====== DOCUMENT TEXT ======
The specification of the patent does not disclose the invention in a manner sufficiently clear and complete for it to be performed by a person skilled in the art.
The matter disclosed in the specification of the patent extends beyond that disclosed in the application for the patent as filed.
The patent was granted to a person who was not entitled to be granted that patent.
If the Federal Patent Court determines that one of the grounds for invalidation has been established, but only so as to invalidate the patent to a limited extent, the Court will only partially invalidate the patent.
There are no utility patents/models in Switzerland. Therefore, the Court cannot transform a patent into a utility patent/model.
It is possible for the patentee to amend the patent claims during proceedings, but the claims can only be restricted (that is, not extended), as they must not add something new to the specification. The patent can be restricted by eliminating patent claims altogether or by combining independent patent claims and dependent claims. In addition, patent claims can only be restricted if the restricted claims still relate to the same invention and are still supported by the description of the original application.
A patent cannot be deemed unenforceable based on the misconduct of the patent holder. An otherwise valid and infringed patent can be deemed unenforceable due to delay in bringing proceedings, although only in exceptional circumstances (see Question 8).
Parties to litigation
The patent holder can sue for patent infringement. In the case of co-ownership, this applies to each co-owner of the patent.
The exclusive licensee can generally sue for patent infringement, unless the licence agreement specifically excludes this right. However, the right to sue applies only with respect to licence agreements entered into or renewed after 1 July 2008.
Exclusive licensees need not be registered to have the right to sue.
Non-exclusive licensees have no statutory right to sue for patent infringement. However, they can join a damages claim to claim their own damages. Therefore, it is important for non-exclusive licensees and distributors that the relevant licence or distributorship agreement contains a clause requiring the patentee to take action for patent infringement.
Distributors are at least implicitly granted a licence to distribute the patented products. Therefore, the same rights apply as for licensees, unless expressly excluded in the agreement. An exclusive distributor can take action against unlicensed distributors, whereas non-exclusive distributors are prevented from taking legal action.
====== RECORD EXCERPTS ======
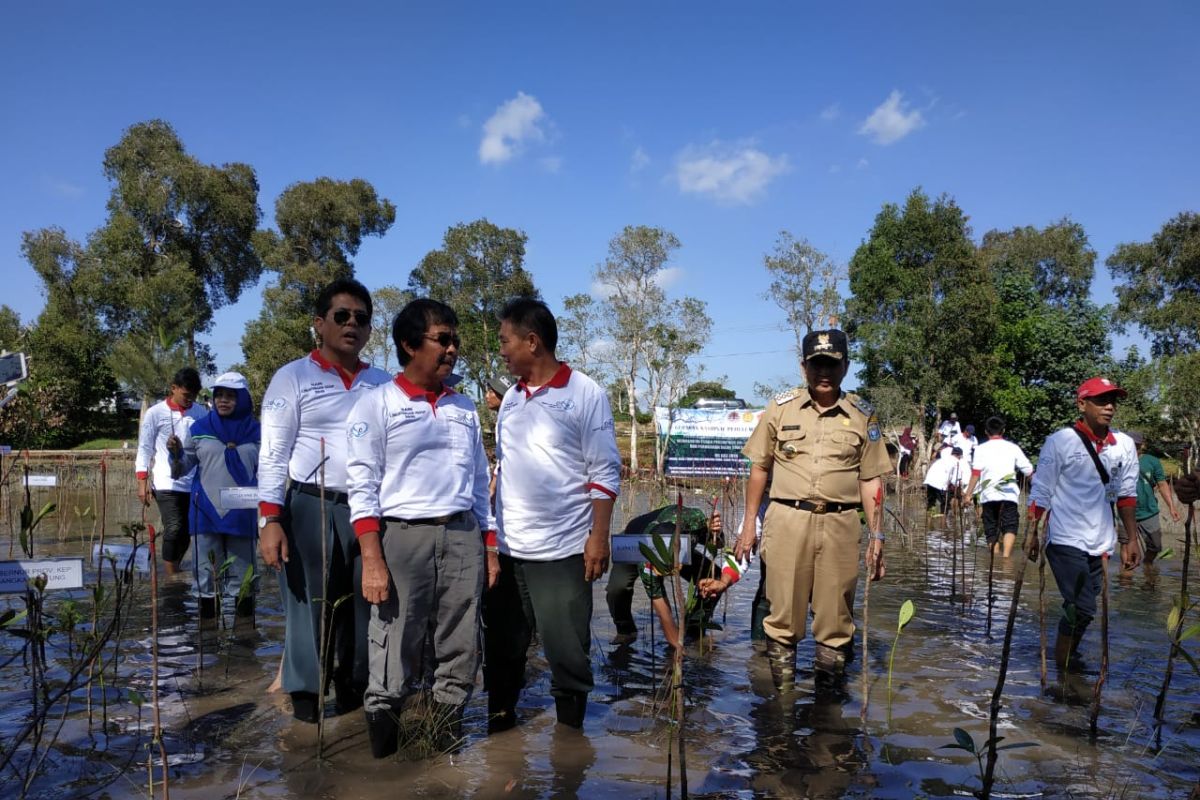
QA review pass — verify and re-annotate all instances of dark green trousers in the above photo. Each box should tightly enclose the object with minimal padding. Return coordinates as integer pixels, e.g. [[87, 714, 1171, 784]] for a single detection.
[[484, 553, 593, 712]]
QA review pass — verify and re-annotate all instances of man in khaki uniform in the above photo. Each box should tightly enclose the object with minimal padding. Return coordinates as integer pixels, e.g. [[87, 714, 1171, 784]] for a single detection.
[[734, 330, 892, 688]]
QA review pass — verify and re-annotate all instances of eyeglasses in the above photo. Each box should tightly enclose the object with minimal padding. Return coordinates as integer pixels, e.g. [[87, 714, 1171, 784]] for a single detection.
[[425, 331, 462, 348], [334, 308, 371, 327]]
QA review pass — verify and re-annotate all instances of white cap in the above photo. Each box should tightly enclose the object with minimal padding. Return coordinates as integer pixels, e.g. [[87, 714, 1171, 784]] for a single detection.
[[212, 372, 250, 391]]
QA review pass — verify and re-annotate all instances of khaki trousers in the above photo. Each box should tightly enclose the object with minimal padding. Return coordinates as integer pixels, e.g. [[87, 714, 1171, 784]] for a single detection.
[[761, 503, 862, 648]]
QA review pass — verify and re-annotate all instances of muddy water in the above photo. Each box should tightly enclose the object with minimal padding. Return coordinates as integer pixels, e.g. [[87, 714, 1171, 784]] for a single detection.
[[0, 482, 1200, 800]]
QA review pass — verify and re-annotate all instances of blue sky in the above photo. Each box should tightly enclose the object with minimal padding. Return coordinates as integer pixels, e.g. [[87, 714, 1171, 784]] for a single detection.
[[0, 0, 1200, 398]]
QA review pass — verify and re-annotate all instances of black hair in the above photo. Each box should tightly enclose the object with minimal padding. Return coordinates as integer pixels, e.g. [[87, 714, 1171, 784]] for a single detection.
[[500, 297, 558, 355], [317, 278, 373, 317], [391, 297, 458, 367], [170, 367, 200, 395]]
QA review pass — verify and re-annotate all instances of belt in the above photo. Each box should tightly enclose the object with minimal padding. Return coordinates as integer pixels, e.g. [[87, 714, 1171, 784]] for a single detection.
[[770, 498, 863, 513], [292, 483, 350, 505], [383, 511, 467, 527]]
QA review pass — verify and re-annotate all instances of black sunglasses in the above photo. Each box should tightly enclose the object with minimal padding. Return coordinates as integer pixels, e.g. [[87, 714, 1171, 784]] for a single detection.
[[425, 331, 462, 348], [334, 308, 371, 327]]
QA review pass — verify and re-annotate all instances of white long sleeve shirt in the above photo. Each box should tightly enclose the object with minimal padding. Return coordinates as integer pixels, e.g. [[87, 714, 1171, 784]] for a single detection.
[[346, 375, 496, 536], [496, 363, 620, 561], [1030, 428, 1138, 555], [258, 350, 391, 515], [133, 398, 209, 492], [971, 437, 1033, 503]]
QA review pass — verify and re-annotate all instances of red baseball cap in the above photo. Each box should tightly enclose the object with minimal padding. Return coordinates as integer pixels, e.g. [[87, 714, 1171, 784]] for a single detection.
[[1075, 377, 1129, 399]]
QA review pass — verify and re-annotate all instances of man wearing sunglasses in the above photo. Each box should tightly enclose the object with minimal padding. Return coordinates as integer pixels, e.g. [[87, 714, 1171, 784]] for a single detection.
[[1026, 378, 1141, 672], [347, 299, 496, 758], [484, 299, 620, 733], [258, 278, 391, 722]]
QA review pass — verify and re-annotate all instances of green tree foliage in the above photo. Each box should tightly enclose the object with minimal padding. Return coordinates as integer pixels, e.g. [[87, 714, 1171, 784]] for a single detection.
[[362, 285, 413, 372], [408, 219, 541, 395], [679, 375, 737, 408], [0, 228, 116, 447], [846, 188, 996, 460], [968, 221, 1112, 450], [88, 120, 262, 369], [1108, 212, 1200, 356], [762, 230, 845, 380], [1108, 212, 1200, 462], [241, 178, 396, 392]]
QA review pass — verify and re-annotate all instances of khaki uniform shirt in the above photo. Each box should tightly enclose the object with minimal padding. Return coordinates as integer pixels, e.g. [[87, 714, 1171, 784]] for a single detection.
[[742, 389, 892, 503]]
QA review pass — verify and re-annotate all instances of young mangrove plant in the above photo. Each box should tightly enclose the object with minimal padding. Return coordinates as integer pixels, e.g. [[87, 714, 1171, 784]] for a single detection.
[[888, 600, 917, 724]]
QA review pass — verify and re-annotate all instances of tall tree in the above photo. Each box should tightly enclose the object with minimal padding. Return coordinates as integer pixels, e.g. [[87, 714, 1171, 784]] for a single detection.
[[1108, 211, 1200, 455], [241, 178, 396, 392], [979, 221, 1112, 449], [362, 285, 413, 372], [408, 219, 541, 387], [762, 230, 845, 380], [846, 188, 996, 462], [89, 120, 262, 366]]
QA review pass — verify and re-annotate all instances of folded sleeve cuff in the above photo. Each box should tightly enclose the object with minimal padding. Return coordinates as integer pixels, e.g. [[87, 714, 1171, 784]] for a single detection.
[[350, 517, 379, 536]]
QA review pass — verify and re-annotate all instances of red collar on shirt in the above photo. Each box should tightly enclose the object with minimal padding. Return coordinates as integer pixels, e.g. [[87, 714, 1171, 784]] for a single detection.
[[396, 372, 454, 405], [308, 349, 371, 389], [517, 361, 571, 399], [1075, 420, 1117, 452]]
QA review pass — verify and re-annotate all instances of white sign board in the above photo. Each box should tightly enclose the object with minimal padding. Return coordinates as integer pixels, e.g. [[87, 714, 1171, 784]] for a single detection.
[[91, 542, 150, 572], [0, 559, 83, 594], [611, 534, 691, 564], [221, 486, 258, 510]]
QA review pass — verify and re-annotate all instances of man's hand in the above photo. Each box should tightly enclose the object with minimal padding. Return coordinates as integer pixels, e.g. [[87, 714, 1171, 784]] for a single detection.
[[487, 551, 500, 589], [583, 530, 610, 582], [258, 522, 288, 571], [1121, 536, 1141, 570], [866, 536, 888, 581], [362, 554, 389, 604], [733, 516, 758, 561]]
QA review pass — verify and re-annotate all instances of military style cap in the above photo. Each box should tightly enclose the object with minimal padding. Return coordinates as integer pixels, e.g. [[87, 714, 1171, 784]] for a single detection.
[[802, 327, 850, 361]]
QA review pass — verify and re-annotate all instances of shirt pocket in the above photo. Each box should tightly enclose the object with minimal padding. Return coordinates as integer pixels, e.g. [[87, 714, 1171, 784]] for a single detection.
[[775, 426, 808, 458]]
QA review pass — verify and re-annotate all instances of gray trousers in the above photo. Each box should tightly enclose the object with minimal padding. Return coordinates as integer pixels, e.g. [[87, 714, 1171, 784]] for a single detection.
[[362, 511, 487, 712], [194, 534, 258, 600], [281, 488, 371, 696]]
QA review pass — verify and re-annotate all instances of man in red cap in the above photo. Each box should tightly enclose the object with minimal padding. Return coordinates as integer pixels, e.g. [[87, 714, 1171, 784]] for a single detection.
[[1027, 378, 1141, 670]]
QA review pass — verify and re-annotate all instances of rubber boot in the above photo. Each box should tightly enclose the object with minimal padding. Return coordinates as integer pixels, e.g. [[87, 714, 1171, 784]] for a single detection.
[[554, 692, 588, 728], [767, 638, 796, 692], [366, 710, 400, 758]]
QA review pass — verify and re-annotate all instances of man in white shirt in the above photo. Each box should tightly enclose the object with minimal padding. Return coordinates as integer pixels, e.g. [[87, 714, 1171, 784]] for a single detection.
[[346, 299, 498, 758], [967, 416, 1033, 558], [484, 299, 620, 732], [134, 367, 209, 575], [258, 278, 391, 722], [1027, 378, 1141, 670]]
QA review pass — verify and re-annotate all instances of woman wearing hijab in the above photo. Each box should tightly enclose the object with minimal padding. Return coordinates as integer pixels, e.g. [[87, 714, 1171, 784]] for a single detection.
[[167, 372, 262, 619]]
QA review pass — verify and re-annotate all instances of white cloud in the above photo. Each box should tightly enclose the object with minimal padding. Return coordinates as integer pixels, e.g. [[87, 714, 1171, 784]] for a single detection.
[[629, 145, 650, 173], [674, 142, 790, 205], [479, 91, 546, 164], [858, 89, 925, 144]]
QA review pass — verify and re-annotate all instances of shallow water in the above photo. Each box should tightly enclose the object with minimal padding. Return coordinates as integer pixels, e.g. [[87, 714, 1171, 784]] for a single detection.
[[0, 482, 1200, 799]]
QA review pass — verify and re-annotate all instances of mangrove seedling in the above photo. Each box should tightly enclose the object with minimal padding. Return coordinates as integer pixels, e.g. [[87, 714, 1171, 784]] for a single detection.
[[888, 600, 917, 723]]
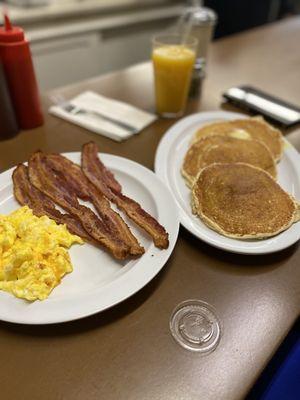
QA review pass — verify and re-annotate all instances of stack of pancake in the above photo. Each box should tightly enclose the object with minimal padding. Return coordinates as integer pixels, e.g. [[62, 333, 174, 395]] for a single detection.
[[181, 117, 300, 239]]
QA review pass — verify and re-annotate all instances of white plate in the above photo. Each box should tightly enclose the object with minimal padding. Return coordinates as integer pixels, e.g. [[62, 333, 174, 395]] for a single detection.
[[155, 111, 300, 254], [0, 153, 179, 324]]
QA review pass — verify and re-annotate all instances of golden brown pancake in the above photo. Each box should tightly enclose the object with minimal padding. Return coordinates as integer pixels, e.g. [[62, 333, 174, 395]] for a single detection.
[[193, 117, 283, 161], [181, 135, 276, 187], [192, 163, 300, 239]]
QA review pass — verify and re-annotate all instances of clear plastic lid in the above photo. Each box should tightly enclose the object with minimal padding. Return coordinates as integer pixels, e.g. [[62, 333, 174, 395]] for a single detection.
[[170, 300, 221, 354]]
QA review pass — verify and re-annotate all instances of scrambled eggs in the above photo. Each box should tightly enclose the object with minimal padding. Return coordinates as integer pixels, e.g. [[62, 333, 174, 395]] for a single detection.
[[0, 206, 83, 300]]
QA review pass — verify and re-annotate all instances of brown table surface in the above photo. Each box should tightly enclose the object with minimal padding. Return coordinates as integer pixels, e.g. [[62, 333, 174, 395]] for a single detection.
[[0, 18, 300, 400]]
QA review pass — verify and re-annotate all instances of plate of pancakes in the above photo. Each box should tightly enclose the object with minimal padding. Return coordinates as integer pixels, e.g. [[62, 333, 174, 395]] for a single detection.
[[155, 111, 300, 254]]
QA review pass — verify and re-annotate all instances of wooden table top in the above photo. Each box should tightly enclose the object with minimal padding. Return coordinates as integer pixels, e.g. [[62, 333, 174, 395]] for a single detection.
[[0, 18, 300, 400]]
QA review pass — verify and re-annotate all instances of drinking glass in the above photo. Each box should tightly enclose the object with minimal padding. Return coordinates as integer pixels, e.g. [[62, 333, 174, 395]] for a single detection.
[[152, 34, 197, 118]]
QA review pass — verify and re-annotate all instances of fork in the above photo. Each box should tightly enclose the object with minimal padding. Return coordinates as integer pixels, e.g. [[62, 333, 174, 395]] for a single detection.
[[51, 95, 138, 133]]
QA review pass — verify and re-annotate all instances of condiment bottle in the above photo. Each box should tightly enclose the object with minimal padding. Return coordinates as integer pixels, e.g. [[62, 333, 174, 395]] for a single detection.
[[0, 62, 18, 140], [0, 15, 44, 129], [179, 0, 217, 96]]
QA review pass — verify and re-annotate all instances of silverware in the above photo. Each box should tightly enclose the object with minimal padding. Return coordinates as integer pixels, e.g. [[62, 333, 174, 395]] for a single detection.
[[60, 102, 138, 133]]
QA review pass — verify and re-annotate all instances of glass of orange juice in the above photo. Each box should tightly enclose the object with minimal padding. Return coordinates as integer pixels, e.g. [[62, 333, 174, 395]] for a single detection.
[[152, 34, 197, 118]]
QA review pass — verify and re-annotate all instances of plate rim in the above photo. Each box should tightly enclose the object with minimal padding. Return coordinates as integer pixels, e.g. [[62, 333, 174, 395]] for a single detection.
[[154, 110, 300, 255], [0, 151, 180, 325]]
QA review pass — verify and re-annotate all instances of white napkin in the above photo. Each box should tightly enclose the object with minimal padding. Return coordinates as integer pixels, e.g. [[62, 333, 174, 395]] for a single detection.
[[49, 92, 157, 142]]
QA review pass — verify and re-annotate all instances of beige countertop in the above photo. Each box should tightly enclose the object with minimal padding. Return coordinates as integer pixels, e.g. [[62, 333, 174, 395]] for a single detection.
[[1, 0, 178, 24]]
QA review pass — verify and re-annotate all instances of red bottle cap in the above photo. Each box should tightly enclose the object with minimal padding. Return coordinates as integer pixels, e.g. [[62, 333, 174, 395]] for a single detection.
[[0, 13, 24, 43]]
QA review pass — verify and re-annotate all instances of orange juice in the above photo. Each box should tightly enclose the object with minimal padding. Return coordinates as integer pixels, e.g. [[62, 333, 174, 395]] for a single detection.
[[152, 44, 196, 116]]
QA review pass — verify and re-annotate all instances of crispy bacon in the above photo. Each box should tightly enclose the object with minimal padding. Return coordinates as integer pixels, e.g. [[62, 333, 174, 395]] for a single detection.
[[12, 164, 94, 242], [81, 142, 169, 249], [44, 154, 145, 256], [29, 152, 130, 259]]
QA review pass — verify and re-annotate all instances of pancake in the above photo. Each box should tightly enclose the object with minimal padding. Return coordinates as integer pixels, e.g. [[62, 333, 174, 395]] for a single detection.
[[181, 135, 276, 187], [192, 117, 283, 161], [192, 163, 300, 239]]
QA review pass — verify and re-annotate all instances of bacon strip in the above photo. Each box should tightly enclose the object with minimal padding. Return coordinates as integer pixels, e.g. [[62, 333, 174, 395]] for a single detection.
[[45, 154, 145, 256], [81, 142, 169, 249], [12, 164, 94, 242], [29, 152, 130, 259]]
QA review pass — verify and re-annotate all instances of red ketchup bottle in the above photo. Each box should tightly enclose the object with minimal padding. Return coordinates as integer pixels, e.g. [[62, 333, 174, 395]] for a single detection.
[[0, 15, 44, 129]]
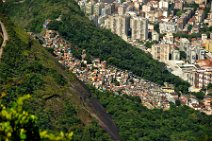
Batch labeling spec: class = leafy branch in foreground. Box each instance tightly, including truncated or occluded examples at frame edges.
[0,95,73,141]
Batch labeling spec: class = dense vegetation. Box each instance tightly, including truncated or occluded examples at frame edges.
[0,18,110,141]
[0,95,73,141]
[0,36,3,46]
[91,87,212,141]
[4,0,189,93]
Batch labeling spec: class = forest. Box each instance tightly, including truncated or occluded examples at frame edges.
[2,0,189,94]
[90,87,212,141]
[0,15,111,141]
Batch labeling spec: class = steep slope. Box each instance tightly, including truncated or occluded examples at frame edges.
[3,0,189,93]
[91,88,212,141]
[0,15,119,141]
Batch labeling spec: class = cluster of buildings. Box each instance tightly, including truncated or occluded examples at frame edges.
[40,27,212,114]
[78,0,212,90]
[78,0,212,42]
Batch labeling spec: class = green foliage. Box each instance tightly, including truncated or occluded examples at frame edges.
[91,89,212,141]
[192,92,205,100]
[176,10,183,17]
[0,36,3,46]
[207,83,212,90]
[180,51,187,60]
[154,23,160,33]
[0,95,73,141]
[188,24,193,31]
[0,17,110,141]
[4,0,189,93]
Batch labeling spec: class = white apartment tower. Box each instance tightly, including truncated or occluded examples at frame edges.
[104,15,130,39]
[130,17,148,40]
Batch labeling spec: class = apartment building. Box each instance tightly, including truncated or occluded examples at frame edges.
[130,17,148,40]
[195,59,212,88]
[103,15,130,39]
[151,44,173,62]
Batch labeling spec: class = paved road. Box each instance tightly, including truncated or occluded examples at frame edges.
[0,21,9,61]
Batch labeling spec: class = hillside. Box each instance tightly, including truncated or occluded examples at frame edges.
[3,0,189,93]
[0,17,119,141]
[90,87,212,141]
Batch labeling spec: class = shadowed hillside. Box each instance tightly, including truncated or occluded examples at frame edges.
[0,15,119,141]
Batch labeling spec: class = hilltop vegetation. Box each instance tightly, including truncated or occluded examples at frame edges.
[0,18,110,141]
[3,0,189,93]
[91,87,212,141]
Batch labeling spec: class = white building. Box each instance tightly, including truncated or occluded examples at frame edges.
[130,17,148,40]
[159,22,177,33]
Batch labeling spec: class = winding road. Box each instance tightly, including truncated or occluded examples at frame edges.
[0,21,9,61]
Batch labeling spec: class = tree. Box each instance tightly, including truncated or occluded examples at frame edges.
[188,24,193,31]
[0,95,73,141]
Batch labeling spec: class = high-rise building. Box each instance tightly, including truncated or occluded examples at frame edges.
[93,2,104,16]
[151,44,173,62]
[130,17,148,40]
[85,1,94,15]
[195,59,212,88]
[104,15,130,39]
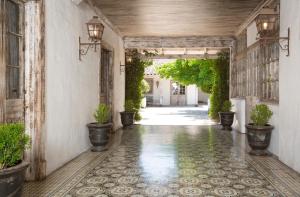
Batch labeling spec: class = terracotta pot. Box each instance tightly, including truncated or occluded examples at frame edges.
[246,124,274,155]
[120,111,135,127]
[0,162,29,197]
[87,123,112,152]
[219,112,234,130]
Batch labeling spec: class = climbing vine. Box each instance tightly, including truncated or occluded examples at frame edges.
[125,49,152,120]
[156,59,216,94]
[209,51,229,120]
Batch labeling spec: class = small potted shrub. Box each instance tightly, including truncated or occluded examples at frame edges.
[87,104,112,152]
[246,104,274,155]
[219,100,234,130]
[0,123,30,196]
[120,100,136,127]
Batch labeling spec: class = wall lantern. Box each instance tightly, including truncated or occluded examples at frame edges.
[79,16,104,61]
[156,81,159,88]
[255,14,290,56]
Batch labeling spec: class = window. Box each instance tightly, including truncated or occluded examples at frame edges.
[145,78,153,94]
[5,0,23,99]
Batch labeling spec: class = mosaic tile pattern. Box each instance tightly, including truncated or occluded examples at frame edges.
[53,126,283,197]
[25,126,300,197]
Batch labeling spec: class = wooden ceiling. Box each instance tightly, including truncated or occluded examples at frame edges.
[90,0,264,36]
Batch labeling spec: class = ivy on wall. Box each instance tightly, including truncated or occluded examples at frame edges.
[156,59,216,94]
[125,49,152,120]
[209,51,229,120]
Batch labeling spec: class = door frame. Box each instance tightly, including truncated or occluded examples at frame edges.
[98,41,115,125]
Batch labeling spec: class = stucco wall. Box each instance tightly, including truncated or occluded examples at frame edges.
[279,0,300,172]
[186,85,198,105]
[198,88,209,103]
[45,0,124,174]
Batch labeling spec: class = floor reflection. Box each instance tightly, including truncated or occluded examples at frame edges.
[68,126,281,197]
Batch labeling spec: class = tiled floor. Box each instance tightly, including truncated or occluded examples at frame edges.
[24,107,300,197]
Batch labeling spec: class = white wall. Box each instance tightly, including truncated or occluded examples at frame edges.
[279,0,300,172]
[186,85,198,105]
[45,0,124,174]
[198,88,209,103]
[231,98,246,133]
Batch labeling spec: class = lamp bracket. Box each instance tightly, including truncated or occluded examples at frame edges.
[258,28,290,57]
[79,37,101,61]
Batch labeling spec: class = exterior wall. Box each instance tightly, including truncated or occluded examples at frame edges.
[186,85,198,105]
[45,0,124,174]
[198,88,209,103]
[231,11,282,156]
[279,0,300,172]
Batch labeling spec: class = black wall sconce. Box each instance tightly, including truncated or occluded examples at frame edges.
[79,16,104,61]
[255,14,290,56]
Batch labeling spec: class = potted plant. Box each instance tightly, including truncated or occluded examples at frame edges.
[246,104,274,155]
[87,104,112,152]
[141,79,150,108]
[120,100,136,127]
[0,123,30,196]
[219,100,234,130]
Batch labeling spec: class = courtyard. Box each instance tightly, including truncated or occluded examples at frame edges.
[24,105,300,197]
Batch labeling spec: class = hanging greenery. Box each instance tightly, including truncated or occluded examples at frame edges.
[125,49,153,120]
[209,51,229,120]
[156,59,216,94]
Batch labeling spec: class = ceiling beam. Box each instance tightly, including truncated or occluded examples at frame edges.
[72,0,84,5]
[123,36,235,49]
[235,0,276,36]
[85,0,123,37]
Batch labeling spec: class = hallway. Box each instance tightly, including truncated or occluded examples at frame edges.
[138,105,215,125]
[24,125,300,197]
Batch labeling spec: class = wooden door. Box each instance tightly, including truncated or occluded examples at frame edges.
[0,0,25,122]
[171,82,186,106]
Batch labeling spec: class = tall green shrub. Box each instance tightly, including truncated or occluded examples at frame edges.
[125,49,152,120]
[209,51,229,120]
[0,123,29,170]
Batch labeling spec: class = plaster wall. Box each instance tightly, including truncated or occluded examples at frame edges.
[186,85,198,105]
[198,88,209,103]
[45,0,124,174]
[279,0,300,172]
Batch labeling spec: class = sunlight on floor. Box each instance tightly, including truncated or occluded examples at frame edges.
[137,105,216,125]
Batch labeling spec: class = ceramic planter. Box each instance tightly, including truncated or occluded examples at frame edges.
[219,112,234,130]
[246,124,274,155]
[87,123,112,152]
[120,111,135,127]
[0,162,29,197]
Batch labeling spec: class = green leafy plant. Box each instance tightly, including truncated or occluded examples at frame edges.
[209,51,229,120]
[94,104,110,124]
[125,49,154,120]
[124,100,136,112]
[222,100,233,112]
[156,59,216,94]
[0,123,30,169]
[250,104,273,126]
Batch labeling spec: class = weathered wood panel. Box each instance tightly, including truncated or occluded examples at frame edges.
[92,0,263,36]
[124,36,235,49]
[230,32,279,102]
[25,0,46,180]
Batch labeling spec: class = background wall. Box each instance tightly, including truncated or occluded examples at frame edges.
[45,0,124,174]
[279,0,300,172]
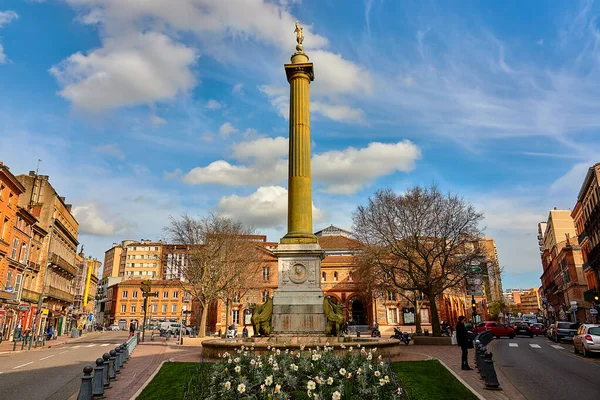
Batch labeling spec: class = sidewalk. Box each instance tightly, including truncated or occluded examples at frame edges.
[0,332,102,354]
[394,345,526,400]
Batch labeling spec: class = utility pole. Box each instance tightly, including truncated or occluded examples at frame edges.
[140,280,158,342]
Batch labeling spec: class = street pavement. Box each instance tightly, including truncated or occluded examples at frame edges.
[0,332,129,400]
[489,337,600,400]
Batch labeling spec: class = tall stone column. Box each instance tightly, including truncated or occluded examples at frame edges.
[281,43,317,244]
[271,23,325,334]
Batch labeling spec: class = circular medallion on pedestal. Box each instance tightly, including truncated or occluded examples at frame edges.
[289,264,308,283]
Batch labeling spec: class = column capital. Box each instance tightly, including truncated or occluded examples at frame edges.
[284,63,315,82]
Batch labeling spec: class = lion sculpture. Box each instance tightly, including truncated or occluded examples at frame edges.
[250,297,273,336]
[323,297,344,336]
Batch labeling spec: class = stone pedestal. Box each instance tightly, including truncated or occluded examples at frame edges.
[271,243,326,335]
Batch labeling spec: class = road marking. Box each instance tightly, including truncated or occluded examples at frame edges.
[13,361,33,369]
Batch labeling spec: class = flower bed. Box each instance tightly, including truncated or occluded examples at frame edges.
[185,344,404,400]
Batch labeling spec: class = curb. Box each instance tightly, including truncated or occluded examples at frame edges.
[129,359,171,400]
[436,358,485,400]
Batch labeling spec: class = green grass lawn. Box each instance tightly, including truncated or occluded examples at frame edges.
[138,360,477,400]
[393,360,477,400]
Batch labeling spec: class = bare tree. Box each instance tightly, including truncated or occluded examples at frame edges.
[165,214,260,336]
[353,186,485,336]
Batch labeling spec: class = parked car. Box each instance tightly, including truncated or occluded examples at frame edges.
======
◆ **CHALLENGE**: Can you extract the passage on Swiss patent law from "Exclusive licensees need" to "taking legal action.", word for word?

◆ **COMPLETE RESPONSE**:
Exclusive licensees need not be registered to have the right to sue.
Non-exclusive licensees have no statutory right to sue for patent infringement. However, they can join a damages claim to claim their own damages. Therefore, it is important for non-exclusive licensees and distributors that the relevant licence or distributorship agreement contains a clause requiring the patentee to take action for patent infringement.
Distributors are at least implicitly granted a licence to distribute the patented products. Therefore, the same rights apply as for licensees, unless expressly excluded in the agreement. An exclusive distributor can take action against unlicensed distributors, whereas non-exclusive distributors are prevented from taking legal action.